Extracted records

------------------------------------------------------------

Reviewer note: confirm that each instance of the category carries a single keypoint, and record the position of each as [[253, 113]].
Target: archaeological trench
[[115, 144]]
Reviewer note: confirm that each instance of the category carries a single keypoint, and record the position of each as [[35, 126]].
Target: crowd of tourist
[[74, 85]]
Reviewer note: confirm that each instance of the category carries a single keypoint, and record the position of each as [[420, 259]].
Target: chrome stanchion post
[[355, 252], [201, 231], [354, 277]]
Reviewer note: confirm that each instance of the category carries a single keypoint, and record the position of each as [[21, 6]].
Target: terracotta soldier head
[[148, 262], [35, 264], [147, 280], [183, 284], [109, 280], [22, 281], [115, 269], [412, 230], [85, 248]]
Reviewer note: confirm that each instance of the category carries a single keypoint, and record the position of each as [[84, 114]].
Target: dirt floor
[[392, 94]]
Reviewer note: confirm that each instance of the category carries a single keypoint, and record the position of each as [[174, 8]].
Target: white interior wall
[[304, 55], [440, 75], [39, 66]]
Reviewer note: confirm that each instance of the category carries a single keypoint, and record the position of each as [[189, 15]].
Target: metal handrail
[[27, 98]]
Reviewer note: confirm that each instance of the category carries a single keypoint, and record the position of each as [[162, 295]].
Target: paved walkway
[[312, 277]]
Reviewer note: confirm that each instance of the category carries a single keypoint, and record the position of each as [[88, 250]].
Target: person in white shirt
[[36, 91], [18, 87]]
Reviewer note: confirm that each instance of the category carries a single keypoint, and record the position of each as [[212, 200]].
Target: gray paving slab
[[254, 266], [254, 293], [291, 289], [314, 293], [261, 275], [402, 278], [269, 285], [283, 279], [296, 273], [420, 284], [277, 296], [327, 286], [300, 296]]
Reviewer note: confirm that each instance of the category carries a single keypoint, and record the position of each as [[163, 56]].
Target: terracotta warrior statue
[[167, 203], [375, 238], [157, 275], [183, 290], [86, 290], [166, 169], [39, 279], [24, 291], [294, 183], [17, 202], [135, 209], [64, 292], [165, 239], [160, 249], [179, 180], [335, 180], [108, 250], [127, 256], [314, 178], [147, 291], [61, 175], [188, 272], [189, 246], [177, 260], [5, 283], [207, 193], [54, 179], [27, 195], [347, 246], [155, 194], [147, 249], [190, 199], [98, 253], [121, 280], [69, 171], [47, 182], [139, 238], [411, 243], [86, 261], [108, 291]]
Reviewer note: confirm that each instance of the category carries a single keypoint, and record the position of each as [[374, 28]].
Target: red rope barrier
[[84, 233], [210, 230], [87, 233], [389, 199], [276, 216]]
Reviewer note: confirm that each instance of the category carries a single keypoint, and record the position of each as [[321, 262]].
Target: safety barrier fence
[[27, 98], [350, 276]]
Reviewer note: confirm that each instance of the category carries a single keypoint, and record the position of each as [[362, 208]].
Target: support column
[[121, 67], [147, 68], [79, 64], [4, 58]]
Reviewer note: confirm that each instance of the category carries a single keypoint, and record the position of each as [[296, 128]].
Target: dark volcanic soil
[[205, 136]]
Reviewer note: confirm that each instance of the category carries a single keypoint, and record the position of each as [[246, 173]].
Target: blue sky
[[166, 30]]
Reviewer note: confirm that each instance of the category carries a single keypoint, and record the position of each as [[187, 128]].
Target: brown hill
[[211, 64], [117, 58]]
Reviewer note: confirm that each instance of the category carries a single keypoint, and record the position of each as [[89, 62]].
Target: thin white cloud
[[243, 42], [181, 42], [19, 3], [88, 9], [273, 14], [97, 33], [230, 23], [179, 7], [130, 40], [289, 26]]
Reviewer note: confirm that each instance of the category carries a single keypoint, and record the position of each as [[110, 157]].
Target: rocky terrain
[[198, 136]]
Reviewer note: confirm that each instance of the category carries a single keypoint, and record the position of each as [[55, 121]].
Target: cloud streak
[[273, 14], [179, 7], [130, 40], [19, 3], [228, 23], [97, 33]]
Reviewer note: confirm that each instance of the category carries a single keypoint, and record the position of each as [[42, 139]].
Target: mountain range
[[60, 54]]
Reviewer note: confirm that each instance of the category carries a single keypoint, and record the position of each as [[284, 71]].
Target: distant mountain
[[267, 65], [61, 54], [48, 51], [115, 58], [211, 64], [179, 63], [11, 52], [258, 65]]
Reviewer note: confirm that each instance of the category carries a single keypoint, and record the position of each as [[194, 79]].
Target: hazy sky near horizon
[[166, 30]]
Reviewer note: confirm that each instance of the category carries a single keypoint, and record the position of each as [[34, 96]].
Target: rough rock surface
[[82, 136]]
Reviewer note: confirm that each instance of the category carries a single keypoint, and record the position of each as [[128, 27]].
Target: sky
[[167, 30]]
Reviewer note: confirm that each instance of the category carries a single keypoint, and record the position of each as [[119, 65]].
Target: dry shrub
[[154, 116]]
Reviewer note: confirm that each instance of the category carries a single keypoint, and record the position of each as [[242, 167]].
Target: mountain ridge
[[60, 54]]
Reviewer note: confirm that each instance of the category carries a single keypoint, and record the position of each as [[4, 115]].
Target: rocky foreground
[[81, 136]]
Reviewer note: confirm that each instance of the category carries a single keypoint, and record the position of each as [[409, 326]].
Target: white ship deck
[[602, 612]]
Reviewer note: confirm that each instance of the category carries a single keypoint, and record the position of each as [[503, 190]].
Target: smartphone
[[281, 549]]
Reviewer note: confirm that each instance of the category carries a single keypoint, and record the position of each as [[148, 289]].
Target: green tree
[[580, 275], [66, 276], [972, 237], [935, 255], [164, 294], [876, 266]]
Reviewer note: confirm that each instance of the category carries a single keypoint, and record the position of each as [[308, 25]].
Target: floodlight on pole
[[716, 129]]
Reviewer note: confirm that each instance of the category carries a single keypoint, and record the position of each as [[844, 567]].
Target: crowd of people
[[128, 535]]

------------------------------------------------------------

▶ **OBJECTIVE**
Write out all records exactly, keeping every detail.

▶ **EXERCISE SOLUTION**
Reviewer note: confirm that each instance of the category carries a single keypoint, and record the position of each as [[253, 113]].
Target: archaeological trench
[[115, 144]]
Reviewer note: confirm that each instance of the category carries a single keypoint, and record the position of each as [[35, 126]].
Target: crowd of tourist
[[74, 85]]
Reviewer note: confirm that each instance of the category carries a single keypoint, and record the position of each as [[420, 259]].
Target: chrome stanchion post
[[355, 252], [201, 231], [354, 277]]
Reviewer note: confirm that each instance of the category carries a single keypoint, and record the position of each as [[21, 6]].
Target: terracotta soldier head
[[148, 262], [35, 264], [147, 280], [183, 284], [109, 280], [22, 281], [115, 269], [412, 230], [85, 248]]
Reviewer note: confirm that each instance of the category carries a single keypoint, and record the position of each as [[84, 114]].
Target: dirt floor
[[392, 94]]
Reviewer note: confirm that each instance of the category carries a single keypoint, and record the position of each as [[174, 8]].
Target: white interior wall
[[304, 55], [440, 75], [39, 66]]
Reviewer note: confirm that each instance of the category carries a single keypoint, and record the position of each as [[189, 15]].
Target: metal handrail
[[27, 98]]
Reviewer note: confirm that each instance of the category carries a single keypoint, and record the position of each as [[162, 295]].
Target: paved walkway
[[312, 277]]
Reviewer note: confirm that each instance of the category carries a single keypoint, and record the position of each as [[88, 250]].
Target: person in white shirt
[[36, 91], [18, 87]]
Reviewer note: confirm that each instance of the category carries a single keypoint, and record the position of each as [[212, 200]].
Target: gray paving slab
[[254, 266], [254, 293], [291, 289], [314, 293], [261, 275], [402, 278], [269, 285], [283, 279], [296, 273], [420, 284], [277, 296], [327, 286], [300, 296]]
Reviewer note: confirm that each instance of the category carries a single keypoint, and record the position of each as [[163, 56]].
Target: terracotta warrior statue
[[167, 203], [375, 238], [157, 275], [183, 290], [86, 290], [166, 169], [39, 279], [24, 291], [294, 183], [17, 202], [135, 209], [64, 292], [165, 239], [160, 249], [179, 180], [335, 180], [108, 250], [127, 256], [314, 178], [147, 291], [61, 175], [188, 272], [189, 246], [177, 260], [5, 283], [207, 193], [54, 179], [27, 195], [347, 246], [155, 194], [147, 249], [190, 199], [98, 253], [121, 280], [69, 171], [47, 182], [139, 238], [411, 243], [86, 261], [108, 291]]
Reviewer note: confirm that each instance of the category carries a single keypoint, and record the position of each as [[374, 28]].
Target: red rope barrier
[[84, 233], [210, 230], [87, 233], [389, 199], [276, 216]]
Reviewer note: confirm that each instance of the category carries a single keypoint, and record the position of each as [[321, 262]].
Target: safety barrier fence
[[27, 98], [350, 276]]
Reviewer note: confirm that each instance of the category carries a single keypoint, and record the position of each as [[362, 208]].
Target: support column
[[121, 67], [147, 68], [79, 64], [4, 58]]
Reviewer note: confirm that each instance of the category carries a single keypoint, and record the position of each as [[296, 128]].
Target: dark volcanic soil
[[205, 136]]
Reviewer note: confirm that each instance of the category carries a single keypoint, and record the position of each as [[246, 173]].
Target: blue sky
[[166, 30]]
Reviewer note: confirm that each instance of the category carries a single keypoint, and record the position of each as [[187, 128]].
Target: brown hill
[[211, 64], [117, 58]]
Reviewer note: confirm that each instance of the category carries a single keypoint, and record the position of each as [[89, 62]].
Target: thin white cloud
[[243, 42], [181, 42], [19, 3], [88, 9], [273, 14], [97, 33], [230, 23], [179, 7], [130, 40], [289, 26]]
Reviewer note: confirm that each instance of the category carries a single keypoint, and record the position of each as [[110, 157]].
Target: rocky terrain
[[198, 136]]
Reviewer note: confirm that each instance of the category carries a single keypoint, and record the position of each as [[55, 121]].
Target: cloud streak
[[273, 14], [179, 7], [130, 40], [19, 3], [228, 23], [97, 33]]
Reviewer note: confirm that each instance of the category carries a single keypoint, and record the position of each as [[42, 139]].
Target: mountain range
[[60, 54]]
Reviewer note: confirm that each instance of the category carries a single keypoint, and record the position of each as [[284, 71]].
Target: distant mountain
[[267, 65], [61, 54], [48, 51], [115, 58], [211, 64], [179, 63], [11, 52], [258, 65]]
Reviewer note: confirm that each instance of the category carries a single keypoint, and record the position of each as [[194, 79]].
Target: hazy sky near horizon
[[166, 30]]
Reviewer note: confirm that each instance of the category carries a single keypoint, and record the position of each as [[34, 96]].
Target: rough rock surface
[[82, 136]]
Reviewer note: confirm that each instance of the category carries a single keypoint, and record the position of each as [[128, 27]].
Target: sky
[[167, 30]]
Reviewer note: confirm that each instance of the category carries a single keypoint, and record the position of each as [[119, 65]].
Target: dry shrub
[[154, 116]]
Reviewer note: confirm that each instance of the category carries a single keypoint, and record the position of each as [[242, 167]].
Target: mountain ridge
[[60, 54]]
Reviewer note: confirm that each instance of the category carries a single keypoint, and record the position of each as [[4, 115]].
Target: rocky foreground
[[81, 136]]
Reviewer note: confirm that each instance of the category carries a single keypoint, and record the position of each as [[409, 326]].
Target: white ship deck
[[602, 612]]
Reviewer note: confirm that each instance of the category carries a single keypoint, and record the position of each as [[503, 190]].
Target: smartphone
[[281, 549]]
Reviewer note: confirm that each instance of the category carries a single keypoint, and record the position of each as [[148, 289]].
Target: green tree
[[580, 275], [66, 276], [972, 237], [935, 255], [164, 294], [876, 266]]
Reviewer note: confirm that each instance of the category carries a single keypoint, and record the position of each as [[308, 25]].
Target: floodlight on pole
[[716, 129]]
Reviewer note: confirm that each instance of the category carries a single keypoint, and record the position of each as [[844, 567]].
Target: crowd of people
[[128, 535]]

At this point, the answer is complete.